Region labeling records:
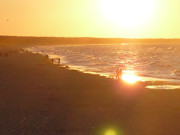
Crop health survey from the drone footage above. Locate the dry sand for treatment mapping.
[0,47,180,135]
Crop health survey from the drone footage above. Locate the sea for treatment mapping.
[25,43,180,89]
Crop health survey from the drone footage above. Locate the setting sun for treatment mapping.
[100,0,155,28]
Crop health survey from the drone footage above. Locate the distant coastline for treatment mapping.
[0,36,180,46]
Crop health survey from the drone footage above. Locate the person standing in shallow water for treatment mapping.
[116,67,122,80]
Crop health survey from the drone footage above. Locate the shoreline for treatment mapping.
[0,44,180,135]
[24,45,180,89]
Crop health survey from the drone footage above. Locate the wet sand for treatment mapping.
[0,48,180,135]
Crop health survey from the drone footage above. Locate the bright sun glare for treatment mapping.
[99,0,155,28]
[104,129,117,135]
[122,74,140,84]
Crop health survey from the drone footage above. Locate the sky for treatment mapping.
[0,0,180,38]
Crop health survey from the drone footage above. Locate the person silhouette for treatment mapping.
[116,67,122,80]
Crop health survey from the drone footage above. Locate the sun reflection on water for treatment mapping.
[122,71,140,84]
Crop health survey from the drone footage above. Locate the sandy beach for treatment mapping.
[0,47,180,135]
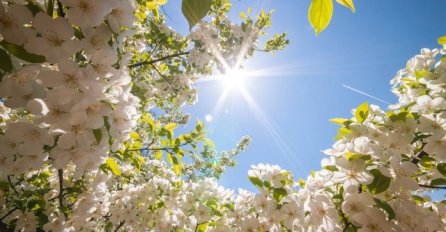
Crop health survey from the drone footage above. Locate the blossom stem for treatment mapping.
[418,184,446,189]
[57,169,63,210]
[150,64,178,91]
[115,220,125,232]
[8,176,20,198]
[57,0,65,18]
[0,207,19,222]
[127,142,188,151]
[128,52,189,68]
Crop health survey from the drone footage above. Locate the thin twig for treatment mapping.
[418,184,446,189]
[57,0,65,18]
[8,176,20,198]
[57,169,63,210]
[150,64,178,91]
[128,52,189,68]
[127,142,188,151]
[115,220,125,232]
[194,223,200,232]
[0,207,19,221]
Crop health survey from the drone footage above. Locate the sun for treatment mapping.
[220,69,247,89]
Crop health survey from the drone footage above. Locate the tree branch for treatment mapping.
[57,169,63,211]
[128,52,189,68]
[127,142,189,151]
[0,207,19,222]
[150,64,178,91]
[8,176,20,198]
[57,0,65,18]
[115,220,125,232]
[418,184,446,189]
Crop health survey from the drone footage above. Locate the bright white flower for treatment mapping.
[25,12,80,63]
[81,25,112,54]
[342,192,374,218]
[4,122,54,155]
[107,0,136,33]
[308,194,339,231]
[353,207,397,232]
[411,95,446,113]
[418,112,446,138]
[26,98,49,116]
[332,158,373,189]
[71,95,111,129]
[37,60,87,90]
[54,120,96,149]
[194,205,212,223]
[0,65,44,108]
[379,156,419,191]
[0,1,33,45]
[61,0,113,28]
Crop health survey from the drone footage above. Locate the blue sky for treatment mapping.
[165,0,446,190]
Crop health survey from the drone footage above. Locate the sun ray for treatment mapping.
[241,88,304,175]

The request: Present every line of the records above as a Markdown table with the columns Number and Record line, one numbered row per line, skipping blank lines. Leave the pictures out of the answer.

Result:
| Number | Record line |
|---|---|
| 1 | Crop health survey from the drone footage above. Locate the dry sand for treatment mapping. |
| 2 | [0,47,180,135] |
| 3 | Crop health survey from the drone footage above. Locate the sea for treatment mapping. |
| 4 | [25,43,180,89] |
| 5 | Crop health survey from the drone footage above. Locate the setting sun for treatment mapping. |
| 6 | [100,0,155,28] |
| 7 | Crop health survey from the drone footage above. Locate the distant coastline for treatment mapping. |
| 8 | [0,36,180,46] |
| 9 | Crop health survey from the drone footage above. Locate the person standing in shallow water for treatment mapping. |
| 10 | [116,67,122,80] |
| 11 | Crop health survey from the drone footage above. Locate the shoreline for treatment mapping. |
| 12 | [0,44,180,135] |
| 13 | [24,45,180,89] |
| 14 | Crop health survey from the drone footage above. Locate the wet sand for treatment mapping. |
| 15 | [0,48,180,135] |
| 16 | Crop health survey from the drone footage above. Locate the bright sun glare for treatment mapping. |
| 17 | [99,0,155,28] |
| 18 | [104,129,117,135] |
| 19 | [122,74,140,84] |
| 20 | Crop health survey from the drone footage above. Locate the sky for treatment mapping. |
| 21 | [0,0,180,38] |
| 22 | Crop health survey from the drone footage above. Locate the person silhouette for treatment mapping. |
| 23 | [116,67,122,80] |
| 24 | Crop health survey from the drone footage above. Locate the sun reflection on water for treatment mapping. |
| 25 | [122,71,140,84] |
| 26 | Crop health survey from the drone footage above. Locate the sandy beach for treatment mapping. |
| 27 | [0,47,180,135] |
| 28 | Crop health survey from the drone footage above. Locate the blossom stem for treatment mapping. |
| 29 | [418,184,446,189] |
| 30 | [57,169,63,210] |
| 31 | [150,64,178,91] |
| 32 | [115,220,125,232] |
| 33 | [8,176,20,198] |
| 34 | [57,0,65,18] |
| 35 | [0,207,19,222] |
| 36 | [127,142,188,151] |
| 37 | [128,52,189,68] |
| 38 | Crop health survey from the drone footage above. Locate the thin twig for treatment mapping. |
| 39 | [418,184,446,189] |
| 40 | [57,0,65,18] |
| 41 | [8,176,20,198] |
| 42 | [57,169,63,210] |
| 43 | [150,64,178,91] |
| 44 | [128,52,189,68] |
| 45 | [127,142,188,151] |
| 46 | [115,220,125,232] |
| 47 | [194,223,200,232] |
| 48 | [0,207,19,221] |
| 49 | Crop health survey from the drone footage above. Locate the sun for treatment mapping. |
| 50 | [220,69,247,89] |
| 51 | Crop health survey from the drone footage above. Locate the tree branch for treatment mapping. |
| 52 | [57,169,63,211] |
| 53 | [128,52,189,68] |
| 54 | [127,142,189,151] |
| 55 | [0,207,19,222] |
| 56 | [150,64,178,91] |
| 57 | [8,176,20,198] |
| 58 | [57,0,65,18] |
| 59 | [115,220,125,232] |
| 60 | [418,184,446,189] |
| 61 | Crop health survey from the drone footage above. Locate the bright white flower for treatment mapping. |
| 62 | [25,12,80,63] |
| 63 | [81,25,112,54] |
| 64 | [342,192,374,218] |
| 65 | [4,122,54,155] |
| 66 | [107,0,136,33] |
| 67 | [308,194,339,231] |
| 68 | [353,207,397,232] |
| 69 | [411,95,446,113] |
| 70 | [418,112,446,138] |
| 71 | [26,98,49,116] |
| 72 | [332,158,373,189] |
| 73 | [71,95,111,129] |
| 74 | [37,60,87,90] |
| 75 | [54,120,96,149] |
| 76 | [194,205,212,223] |
| 77 | [0,65,44,108] |
| 78 | [379,156,419,191] |
| 79 | [0,1,33,45] |
| 80 | [61,0,113,28] |
| 81 | Crop health survey from the drone footage above. Locate the blue sky for treatment mapping. |
| 82 | [165,0,446,190] |
| 83 | Crop health survey from the drone footage above. Locate the sun ray for treatment mapping. |
| 84 | [241,88,304,175] |